EXERCISE MATERIAL Start Marker

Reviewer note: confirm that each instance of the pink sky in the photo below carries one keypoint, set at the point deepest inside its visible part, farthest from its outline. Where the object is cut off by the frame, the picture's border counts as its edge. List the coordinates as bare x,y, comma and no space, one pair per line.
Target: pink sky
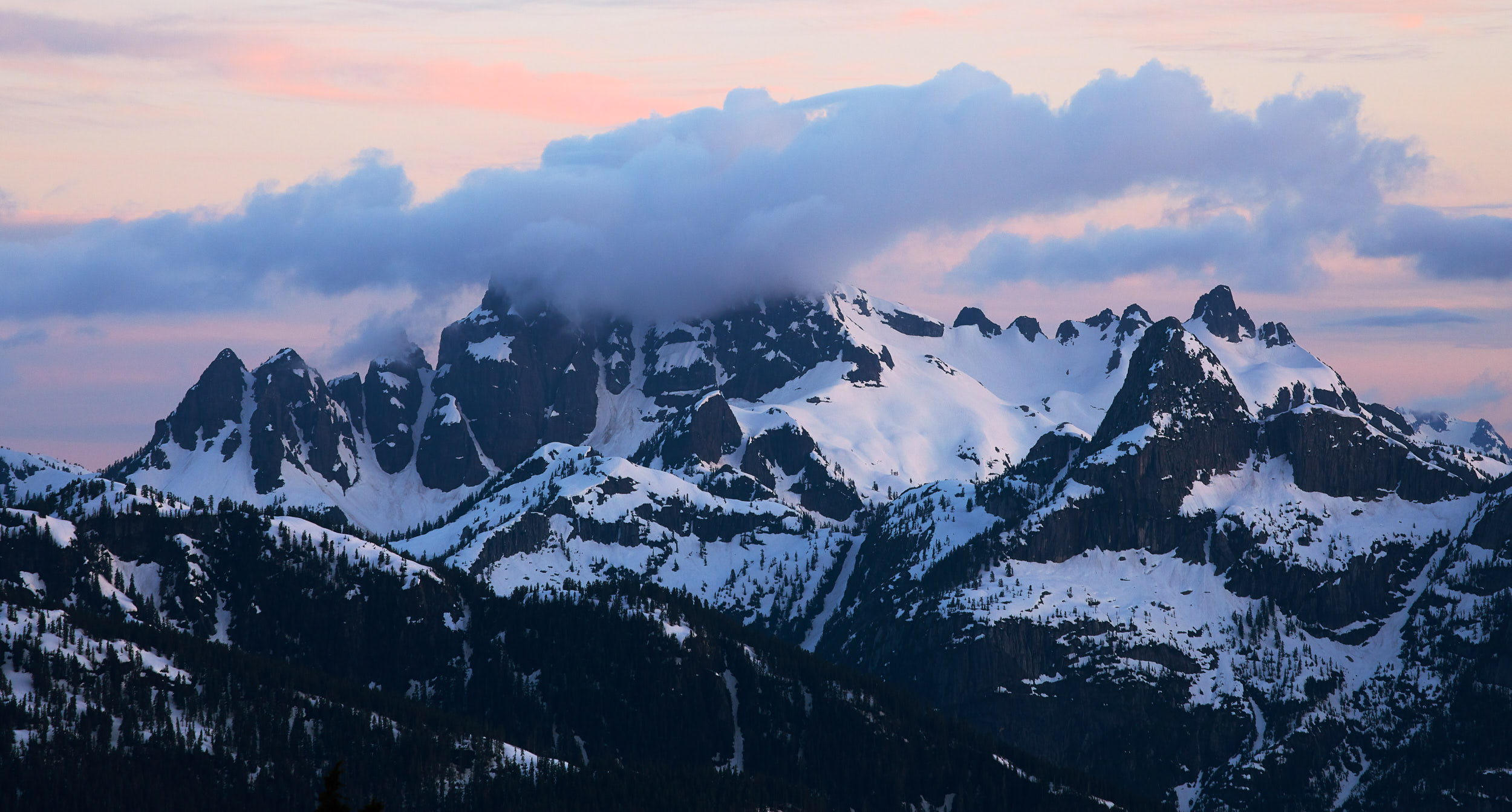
128,110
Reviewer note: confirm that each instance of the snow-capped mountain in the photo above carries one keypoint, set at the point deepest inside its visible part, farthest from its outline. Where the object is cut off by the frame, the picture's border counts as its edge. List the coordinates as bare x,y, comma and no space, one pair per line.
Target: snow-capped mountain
1178,555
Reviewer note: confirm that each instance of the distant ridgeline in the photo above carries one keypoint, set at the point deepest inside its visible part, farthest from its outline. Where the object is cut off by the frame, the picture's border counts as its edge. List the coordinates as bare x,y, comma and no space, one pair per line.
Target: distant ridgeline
581,566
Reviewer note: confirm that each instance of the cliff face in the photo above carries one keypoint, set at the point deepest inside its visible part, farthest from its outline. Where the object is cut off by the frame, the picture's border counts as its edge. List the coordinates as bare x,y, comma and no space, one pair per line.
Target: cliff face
1178,555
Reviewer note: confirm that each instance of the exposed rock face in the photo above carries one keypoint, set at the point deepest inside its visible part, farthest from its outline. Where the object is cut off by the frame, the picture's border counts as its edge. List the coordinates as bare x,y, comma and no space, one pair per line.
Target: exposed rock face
210,403
1275,335
448,456
973,316
793,451
392,392
527,534
709,433
298,422
528,380
1027,327
1066,332
1177,419
1051,454
1335,453
911,324
1225,319
348,391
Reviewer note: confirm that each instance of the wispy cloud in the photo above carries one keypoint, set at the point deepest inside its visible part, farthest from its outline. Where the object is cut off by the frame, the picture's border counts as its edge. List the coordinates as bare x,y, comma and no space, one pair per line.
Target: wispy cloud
1407,318
714,206
23,338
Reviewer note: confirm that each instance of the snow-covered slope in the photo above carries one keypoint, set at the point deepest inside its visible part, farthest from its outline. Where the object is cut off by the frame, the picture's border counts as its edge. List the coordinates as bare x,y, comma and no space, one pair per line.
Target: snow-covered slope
1187,534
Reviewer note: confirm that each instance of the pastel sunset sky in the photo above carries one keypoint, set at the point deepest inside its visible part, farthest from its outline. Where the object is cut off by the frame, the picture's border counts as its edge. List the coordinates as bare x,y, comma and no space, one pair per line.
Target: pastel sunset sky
177,177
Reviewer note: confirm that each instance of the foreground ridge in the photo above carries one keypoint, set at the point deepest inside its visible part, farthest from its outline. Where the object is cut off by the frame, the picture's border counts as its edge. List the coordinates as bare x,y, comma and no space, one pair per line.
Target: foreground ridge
1180,557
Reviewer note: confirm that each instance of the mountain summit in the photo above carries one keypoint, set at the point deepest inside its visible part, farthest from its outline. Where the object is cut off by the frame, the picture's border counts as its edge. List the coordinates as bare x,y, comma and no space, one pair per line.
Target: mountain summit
1181,557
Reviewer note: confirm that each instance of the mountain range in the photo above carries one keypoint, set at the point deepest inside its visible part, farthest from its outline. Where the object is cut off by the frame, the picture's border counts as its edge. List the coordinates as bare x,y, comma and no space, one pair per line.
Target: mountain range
1124,562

EXERCISE MATERIAL End Marker

**WORK REQUEST**
What you return must match the records exactly, apart from the images, which are omitted.

**REPLY**
Reviewer note: confirm that each instance of the pink sky in the photo below carries one keypoint, set at the point deepest inside its visible part, farthest from its outline. Where the object is cut off by the frame, the picture's border counts as its edge. List the coordinates as bare x,y, comma and no space, one pair per line.
Target: pink sky
128,110
Reviewer note: confirm that each instance of the snow-capped mountain in the photo above carries one keypoint, set at the point deepest inside its visible part, farthest from its outline. Where the object is cut off by the frame, the picture's border counts as its edge. List the coordinates as bare x,y, comma and no space, one pair per line.
Target: snow-capped mountain
1178,555
Reviewer note: confirm that each instance of the distant ridgeline in the photo above carries one keypoint, set at the point deepest inside its visible part, farthest from its outline. Where the object is cut off by the frame, the picture's border counts as its edge. List the coordinates as bare x,y, comma and no space, one pair per line.
Target: distant ridgeline
581,566
Reviewer note: confirm that each instance of the cliff face in the photo above carries one keypoint, set at the point deepest inside its visible part, farthest from its outline. Where the object is cut off by the frame, the picture's border counts as its edge. List the coordinates as bare x,y, comma and no space, one pair per line.
Target: cliff face
1178,555
Reviewer note: confirm that each instance of the exposed rock face in the photo above carries one keypoint, set at the point deepest inside its visible part, farthest from its outline. Where the object is cut off by the frame, the picture's border counts as its edge. List the coordinates as bare x,y, comma and no space, one pair per line.
Target: exposed rock face
210,403
1275,335
448,456
973,316
793,451
392,392
527,534
709,433
298,422
528,380
1027,327
1066,332
1177,419
1051,454
1335,453
911,324
1225,319
348,391
Reviewer note: confirm that each instance of the wispy cloud in the photo above carries one keypoint, set at the point deepest inside its visible part, farthest from its outline. Where the object is cut off by the frame, the picture's border counts as its edge. List the coordinates as bare x,y, comma and no space, one pair per line.
Target: wispy cloud
1407,318
714,206
23,338
Reviewer note: confirm that each instance of the snow-covered slope in the photo above carries one keypoint, set at the point deepest inside its visible part, farthest from its outline. Where the object is cut off by the frame, the picture's border counts as its edge. List the coordinates as bare x,y, comma and no space, one pair per line.
Target: snow-covered slope
1187,534
Reviewer note: confirm that each instance of the pastel sunset sky in the photo above carries one keypoint, set at the point deepest inside its visible part, farthest from its outline. Where the object is cut off by the frame, the picture's border counts as its edge. List the coordinates as bare x,y, comma and no space, one pair per line.
Target: pastel sunset sky
177,177
Reviewer note: confirm that each instance of the foreground ridge in the photo above carries one keypoint, set at the point deepest inside its visible part, farthest from its outline. Where the object is cut off by the frame, the picture's border counts as its edge. List the coordinates as bare x,y, comma and no space, one pair per line.
Target: foreground ridge
1180,557
Reviewer note: confirm that each instance of the mountain summit in the photo above carries one keypoint, set at the point deepest inside its visible part, farthest from its outline. Where the object is cut off by the frame, the picture's border counts as its edge. List the coordinates as bare x,y, comma and no space, one pair per line.
Target: mountain summit
1181,557
Reviewer note: confirm that each instance of the mountain range in the photo above carries one keypoint, set at the point deepest inside its visible part, farthest from its outline. Where the object is cut off by the frame, the picture's border counts as its edge. List the coordinates as bare x,y, comma and no space, one pair per line.
Target: mountain range
1124,562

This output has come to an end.